本文:
ヒトラーがユダヤ人を迫害した誰も教えてくれない理由…

パレスチナ問題

第二次世界大戦中にユダヤ人がヒトラーを頂点とする第三帝国に迫害されたことはよく知られています。

さてユダヤ人が迫害された理由を究極に単純化すると、教科書通りの説明になりますが第一にヒトラーがユダヤ人を嫌悪し彼らの絶滅を己の使命と確信していたこと。

第二に当時のドイツ社会の経済状況の脆弱さと、ドイツ社会とユダヤ人の歴史をあげることができるでしょう。

ただホロコーストという虐殺まで行き着いたユダヤ人迫害の原因をここまで単純化してしまうと非常に重要な要因を見失ってしまいます。

そしてこの重要な要因は現在の日本で生きる自分たちにも決して他人事とは言えないことです。

知っているだけでも自分の身を守ることに役に立つはずです。

そこで今回はユダヤ人迫害のこの二つの原因を詳しく見ていこうと思います。




ヒトラーがユダヤ人を嫌悪したのはなぜか

さてナチスによるユダヤ人迫害の原因はヒトラーがユダヤ人を嫌っていたことを原因とする説明は少なくありません。

作業内容:
ヒトラーによるユダヤ人迫害の理由を論じた本文について、最後の文に続く部分を書き進めてください。 この作業に資料は用いません。

(位置特定の項目)
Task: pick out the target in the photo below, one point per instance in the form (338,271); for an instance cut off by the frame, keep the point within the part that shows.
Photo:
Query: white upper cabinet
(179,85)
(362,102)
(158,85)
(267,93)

課題の解答:
しかし、なぜヒトラーはユダヤ人を最終的には虐殺するほどまで憎んでいたのでしょうか?

青年期の挫折


さてヒトラーがユダヤ人を嫌悪するようになったのはオーストリアの首都ウィーンで過ごした青年期にあると言われています。

当時のウィーンはハプスブルク帝国(オーストリア帝国)の首都であり、その人口構成は非常に複雑なものでした。

なぜなら当時のハプスブルク帝国はヨーロッパ一と言っていいほどの多民族国家であり、その首都ともなれば人種構成は多様なものであっても不思議ではありませんよね。

そしてこのような多様な人種、民族を抱えていたウィーンにも多くのユダヤ人が生活を送っていました。

このようにユダヤ人が数多く生活するウィーンの中でヒトラーは青年期を過ごしていたのです。

ただヒトラーにとってこの青年期を過ごしたウィーンでの生活は決して幸福なものではありませんでした。

もともとヒトラーは画家を目指しウィーンの美術学校を受験しました。

しかし、受験の結果は不合格という形で終わってしまいます。

ヒトラー本人は合格を確信していたのですから、受験の失敗による精神的ダメージは相当大きかったでしょう。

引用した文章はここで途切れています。